_Consigne de travail 1:_ Quelles sont toutes les nationalités de voitures dont le passage sur les souvenirs de courses automobiles indique la couleur ?
_Consigne de travail 2:_ D'après le passage sur les souvenirs de courses automobiles, quelle huile servait à lubrifier les moteurs ?
_Consigne de travail 3:_ Poursuivez le passage sur les souvenirs de courses automobiles à partir de sa dernière phrase.

Ainsi, les voitures Françaises étaient bleues, les Italiennes rouges, les Allemandes blanches ou gris métallisé (ce qui permettait de gagner le poids de la peinture en présentant les carrosseries en aluminium poli), les Anglaises vertes, les Belges jaunes, les Ecossaises noires (avec « Ecurie Ecosse » écrit en français, pour taquiner les Anglais), les Américaines blanches à bandes bleues, les Japonaises blanches avec un rond rouge…
Un autre souvenir me revient : ‘est, avec le bruit, l’odeur d’huile de ricin brulée utilisée pour la lubrification des moteurs qui s’émanait des lieux où se disputaient les courses, premières sensations émouvantes à leur approche.
On en mettait un peu dans les réservoirs de nos cyclos, ce qui encrassait les bougies mais diffusait la précieuse odeur !
L’ACCIDENT
1964, St Hilaire d’Ozilhan (30).
Nous posons sur le capot du joli coupe Pichon et Parat « Dolomites » de mon frère Jean-Pierre, accidenté dans une banale collision en ville.
A vrai dire, nos sourires sont tout de même un peu crispés… Mais cela nous amènera à réaliser notre tout premier essai de carrosserie.

(Données de localisation ponctuelle par instance)
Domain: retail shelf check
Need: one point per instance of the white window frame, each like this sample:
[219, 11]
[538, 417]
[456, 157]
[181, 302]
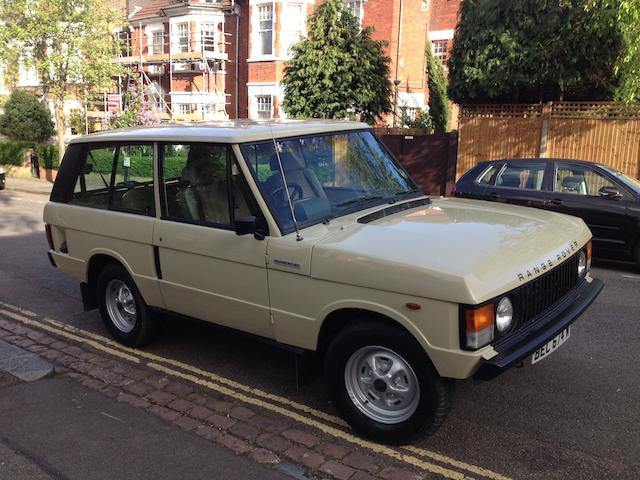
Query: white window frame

_Résultat 1:_ Françaises, Italiennes, Allemandes, Anglaises, Belges, Ecossaises, Américaines, Japonaises

_Résultat 2:_ L'huile de ricin.

_Résultat 3:_
N’ayant pas les moyens de faire réparer par un carrossier, nous décidons d’équiper la voiture d’un autre avant, que nous fabriquerons nous-mêmes ayant depuis longtemps envie de réaliser une carrosserie en stratifiés de verre et polyester selon nos propres idées.
Une série de croquis s’ensuit, qui peu à peu définissent la forme de ce « nouveau nez » et aboutissent à cette définition :
Dans mon esprit, il modernise la voiture, dont l’avant quoique personnel, date un peu alors que la coque et l’arrière ont des formes plus actuelles.
On voit que ce capot ne porte pas de trappe de visite.
D’une seule pièce, il est prévu amovible, articulé sur le devant du châssis et s’ouvrant ar basculement vers l’avant, comme une Type E.
Voilà ce à quoi je veux aboutir en définitive :
Je trace des épures à l’échelle 1/5 pour définir précisément le projet .
Les cotes qui en ressortent me guideront pour le modelage du maître-modèle en staff.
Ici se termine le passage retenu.